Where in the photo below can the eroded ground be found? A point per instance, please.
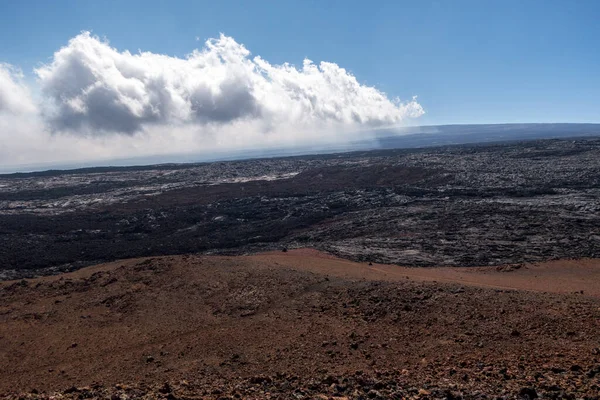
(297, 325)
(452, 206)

---

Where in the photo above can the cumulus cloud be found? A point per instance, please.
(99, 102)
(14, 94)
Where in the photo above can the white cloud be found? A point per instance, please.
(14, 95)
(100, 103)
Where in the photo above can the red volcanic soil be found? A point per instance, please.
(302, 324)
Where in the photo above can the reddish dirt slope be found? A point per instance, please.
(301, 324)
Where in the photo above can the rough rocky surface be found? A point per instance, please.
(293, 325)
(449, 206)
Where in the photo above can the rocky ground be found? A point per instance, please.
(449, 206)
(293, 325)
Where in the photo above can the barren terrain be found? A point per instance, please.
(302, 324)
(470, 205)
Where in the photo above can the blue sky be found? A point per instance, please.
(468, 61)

...

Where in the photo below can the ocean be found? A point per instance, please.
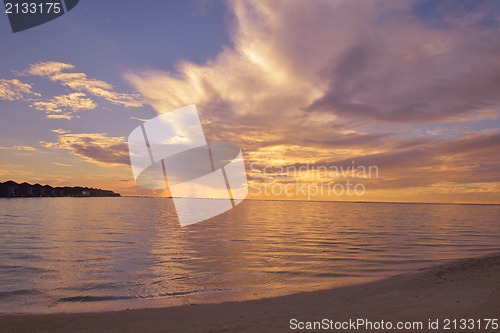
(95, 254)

- _PROBLEM_: Report how many lines of the records above contain the string "point", with case counting, and give only that number.

- _RESPONSE FOR THIS EXERCISE_: 10